* Task material:
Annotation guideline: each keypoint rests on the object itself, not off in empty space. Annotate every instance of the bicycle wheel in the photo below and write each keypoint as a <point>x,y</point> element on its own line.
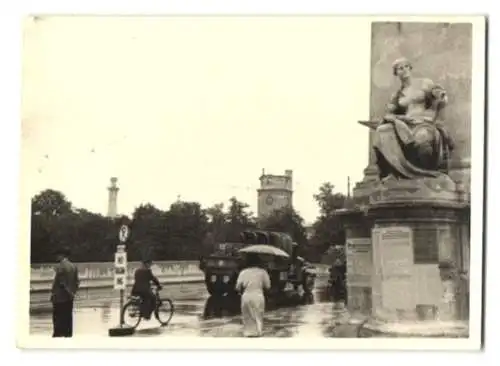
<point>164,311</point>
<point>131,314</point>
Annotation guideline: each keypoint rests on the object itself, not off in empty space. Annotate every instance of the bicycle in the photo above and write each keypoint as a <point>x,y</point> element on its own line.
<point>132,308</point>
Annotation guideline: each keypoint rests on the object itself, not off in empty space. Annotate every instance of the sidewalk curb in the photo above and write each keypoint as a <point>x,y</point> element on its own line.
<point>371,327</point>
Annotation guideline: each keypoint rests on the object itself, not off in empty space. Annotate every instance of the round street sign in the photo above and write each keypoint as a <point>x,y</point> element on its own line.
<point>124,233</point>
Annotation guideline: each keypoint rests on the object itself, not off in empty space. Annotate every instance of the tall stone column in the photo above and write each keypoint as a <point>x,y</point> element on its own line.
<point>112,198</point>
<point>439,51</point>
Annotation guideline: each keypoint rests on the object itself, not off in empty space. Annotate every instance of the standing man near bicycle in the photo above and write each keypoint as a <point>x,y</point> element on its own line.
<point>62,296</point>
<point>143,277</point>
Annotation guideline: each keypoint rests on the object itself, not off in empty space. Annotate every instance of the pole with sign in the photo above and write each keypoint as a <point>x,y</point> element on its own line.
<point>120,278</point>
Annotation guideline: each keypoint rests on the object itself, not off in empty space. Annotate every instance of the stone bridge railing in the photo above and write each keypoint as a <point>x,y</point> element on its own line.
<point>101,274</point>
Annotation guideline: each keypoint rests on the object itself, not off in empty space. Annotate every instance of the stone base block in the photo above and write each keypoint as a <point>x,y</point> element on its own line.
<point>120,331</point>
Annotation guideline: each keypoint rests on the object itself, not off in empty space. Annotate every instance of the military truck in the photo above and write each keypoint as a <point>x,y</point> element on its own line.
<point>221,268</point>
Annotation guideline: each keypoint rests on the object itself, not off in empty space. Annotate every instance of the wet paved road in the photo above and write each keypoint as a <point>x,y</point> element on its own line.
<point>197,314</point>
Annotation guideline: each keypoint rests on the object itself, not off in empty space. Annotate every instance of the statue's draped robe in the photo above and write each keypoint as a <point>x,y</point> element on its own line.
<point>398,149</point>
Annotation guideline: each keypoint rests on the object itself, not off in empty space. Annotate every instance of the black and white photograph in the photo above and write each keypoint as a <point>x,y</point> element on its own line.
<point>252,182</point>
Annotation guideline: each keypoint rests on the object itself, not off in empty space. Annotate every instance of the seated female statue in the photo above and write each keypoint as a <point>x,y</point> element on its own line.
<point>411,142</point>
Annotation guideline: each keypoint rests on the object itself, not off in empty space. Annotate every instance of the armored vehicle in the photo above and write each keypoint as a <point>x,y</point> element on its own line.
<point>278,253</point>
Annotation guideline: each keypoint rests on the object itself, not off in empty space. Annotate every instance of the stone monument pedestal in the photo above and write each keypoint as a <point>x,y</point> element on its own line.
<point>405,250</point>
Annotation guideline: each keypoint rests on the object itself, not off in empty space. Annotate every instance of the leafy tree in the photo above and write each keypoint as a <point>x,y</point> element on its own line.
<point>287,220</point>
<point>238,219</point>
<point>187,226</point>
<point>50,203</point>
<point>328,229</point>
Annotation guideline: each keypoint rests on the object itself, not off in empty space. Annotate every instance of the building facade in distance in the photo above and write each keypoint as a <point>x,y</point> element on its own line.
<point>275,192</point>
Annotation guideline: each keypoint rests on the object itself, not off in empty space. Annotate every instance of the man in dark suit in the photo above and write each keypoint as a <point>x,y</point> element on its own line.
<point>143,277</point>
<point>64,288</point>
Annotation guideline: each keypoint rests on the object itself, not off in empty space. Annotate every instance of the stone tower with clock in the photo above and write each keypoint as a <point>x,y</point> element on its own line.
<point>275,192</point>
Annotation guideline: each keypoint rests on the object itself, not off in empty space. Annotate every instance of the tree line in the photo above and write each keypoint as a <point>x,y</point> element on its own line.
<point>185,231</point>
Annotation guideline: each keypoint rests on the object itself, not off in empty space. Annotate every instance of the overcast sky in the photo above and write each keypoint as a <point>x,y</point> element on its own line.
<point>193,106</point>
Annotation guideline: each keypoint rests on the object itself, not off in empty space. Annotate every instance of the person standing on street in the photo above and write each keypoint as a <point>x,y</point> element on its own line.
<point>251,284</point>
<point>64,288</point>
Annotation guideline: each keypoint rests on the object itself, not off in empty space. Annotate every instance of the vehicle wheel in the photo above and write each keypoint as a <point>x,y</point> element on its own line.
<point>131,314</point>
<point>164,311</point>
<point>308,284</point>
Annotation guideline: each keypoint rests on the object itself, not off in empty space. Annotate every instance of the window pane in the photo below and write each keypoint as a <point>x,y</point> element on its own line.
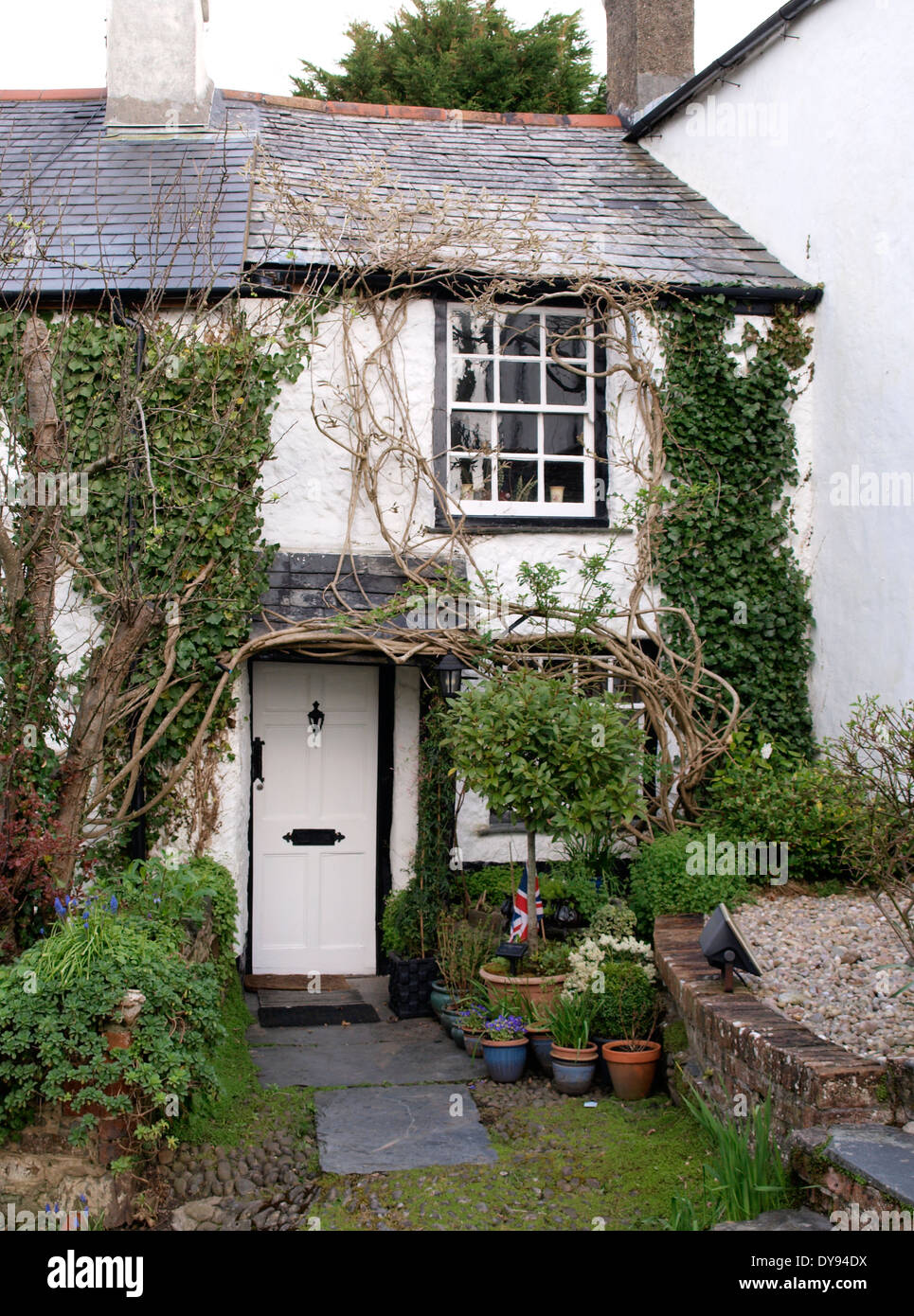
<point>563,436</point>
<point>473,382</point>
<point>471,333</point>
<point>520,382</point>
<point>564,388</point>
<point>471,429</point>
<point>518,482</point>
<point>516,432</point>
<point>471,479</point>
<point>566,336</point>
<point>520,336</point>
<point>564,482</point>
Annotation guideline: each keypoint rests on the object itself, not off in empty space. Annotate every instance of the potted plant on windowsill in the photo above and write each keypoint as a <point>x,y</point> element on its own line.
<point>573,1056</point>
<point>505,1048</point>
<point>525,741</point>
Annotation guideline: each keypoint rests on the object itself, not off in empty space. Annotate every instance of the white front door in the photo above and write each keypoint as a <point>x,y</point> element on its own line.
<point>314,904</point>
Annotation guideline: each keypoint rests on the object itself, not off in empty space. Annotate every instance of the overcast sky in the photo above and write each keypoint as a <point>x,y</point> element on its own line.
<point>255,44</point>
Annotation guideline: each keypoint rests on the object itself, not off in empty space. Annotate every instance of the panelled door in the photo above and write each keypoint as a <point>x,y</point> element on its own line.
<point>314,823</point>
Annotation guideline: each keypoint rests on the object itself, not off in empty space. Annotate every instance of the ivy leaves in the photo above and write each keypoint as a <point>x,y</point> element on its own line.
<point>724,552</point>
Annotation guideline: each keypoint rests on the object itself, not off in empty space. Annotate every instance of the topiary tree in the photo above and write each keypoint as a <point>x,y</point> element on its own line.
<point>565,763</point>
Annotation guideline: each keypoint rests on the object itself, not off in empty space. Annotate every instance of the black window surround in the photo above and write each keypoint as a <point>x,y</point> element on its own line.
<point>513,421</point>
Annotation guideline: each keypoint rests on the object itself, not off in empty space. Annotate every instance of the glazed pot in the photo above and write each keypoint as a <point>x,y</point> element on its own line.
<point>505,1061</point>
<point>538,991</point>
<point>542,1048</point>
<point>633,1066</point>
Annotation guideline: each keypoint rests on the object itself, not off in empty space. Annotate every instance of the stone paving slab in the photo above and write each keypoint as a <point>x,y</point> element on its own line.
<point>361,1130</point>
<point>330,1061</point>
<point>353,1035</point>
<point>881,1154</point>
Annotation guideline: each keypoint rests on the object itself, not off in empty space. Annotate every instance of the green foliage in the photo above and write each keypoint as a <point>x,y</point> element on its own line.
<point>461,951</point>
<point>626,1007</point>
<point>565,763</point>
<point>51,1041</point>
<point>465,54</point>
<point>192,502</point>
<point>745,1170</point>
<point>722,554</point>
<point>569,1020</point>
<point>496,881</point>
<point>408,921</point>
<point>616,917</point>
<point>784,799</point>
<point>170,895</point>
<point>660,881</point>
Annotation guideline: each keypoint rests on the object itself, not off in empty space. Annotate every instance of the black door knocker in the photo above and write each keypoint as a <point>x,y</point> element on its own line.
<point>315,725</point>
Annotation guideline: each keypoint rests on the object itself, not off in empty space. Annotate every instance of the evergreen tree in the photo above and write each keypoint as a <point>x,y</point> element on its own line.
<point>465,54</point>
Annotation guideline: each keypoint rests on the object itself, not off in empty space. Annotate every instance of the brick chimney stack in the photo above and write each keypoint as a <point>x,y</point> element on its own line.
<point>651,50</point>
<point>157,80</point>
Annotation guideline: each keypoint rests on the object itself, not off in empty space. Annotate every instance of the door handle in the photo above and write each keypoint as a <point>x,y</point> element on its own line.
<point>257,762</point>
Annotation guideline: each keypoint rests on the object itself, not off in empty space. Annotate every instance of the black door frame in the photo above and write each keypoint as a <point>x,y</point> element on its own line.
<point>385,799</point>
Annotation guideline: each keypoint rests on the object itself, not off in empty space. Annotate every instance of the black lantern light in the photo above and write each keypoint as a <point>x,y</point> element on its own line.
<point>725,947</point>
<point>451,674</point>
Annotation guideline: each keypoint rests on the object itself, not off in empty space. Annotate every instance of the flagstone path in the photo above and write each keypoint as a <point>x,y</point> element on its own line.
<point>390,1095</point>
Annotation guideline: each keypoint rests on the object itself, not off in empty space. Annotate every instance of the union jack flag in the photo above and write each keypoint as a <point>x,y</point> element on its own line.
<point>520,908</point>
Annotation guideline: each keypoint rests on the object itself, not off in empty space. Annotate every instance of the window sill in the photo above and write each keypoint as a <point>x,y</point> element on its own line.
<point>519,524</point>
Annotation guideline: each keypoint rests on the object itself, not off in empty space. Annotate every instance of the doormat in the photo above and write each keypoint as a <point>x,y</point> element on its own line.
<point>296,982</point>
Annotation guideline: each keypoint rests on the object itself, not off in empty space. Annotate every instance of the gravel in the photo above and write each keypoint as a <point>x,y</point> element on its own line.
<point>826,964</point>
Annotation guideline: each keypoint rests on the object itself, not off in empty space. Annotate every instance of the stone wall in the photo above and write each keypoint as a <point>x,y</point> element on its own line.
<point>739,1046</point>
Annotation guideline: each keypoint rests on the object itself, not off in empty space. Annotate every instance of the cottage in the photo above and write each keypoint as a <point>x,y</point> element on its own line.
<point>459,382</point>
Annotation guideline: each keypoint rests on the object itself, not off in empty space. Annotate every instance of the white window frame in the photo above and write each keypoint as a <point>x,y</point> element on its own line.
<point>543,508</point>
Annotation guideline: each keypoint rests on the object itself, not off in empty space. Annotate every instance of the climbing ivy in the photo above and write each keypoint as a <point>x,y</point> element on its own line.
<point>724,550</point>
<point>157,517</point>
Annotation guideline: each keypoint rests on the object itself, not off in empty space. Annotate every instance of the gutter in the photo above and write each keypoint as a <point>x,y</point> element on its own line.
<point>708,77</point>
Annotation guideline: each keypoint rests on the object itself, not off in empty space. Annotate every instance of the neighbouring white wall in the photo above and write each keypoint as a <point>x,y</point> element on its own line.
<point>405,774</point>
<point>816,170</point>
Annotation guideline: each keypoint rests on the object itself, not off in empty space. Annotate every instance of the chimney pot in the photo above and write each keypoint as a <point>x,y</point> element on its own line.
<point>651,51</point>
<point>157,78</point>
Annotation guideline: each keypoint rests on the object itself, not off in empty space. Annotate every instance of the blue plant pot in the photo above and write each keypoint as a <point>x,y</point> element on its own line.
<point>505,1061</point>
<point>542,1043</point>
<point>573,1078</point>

* Assigned task: Look for "of the chimney" in the records. Write out its line and every later line through the end exactly, with nothing more.

* Written solution:
Annotation guideline: each keypoint rests on the object itself, not off in empty space. Annotate every instance of the chimney pot in the photo above and write each keypoint as a <point>x,y</point> element on its own line.
<point>651,51</point>
<point>157,78</point>
Annotation guideline: each keypoint rests on the object itself, not off in empty space. Annotate every instance of the blue plant pot in the photo above and write each keypoint as a <point>x,y</point> element on its own line.
<point>505,1061</point>
<point>542,1043</point>
<point>573,1078</point>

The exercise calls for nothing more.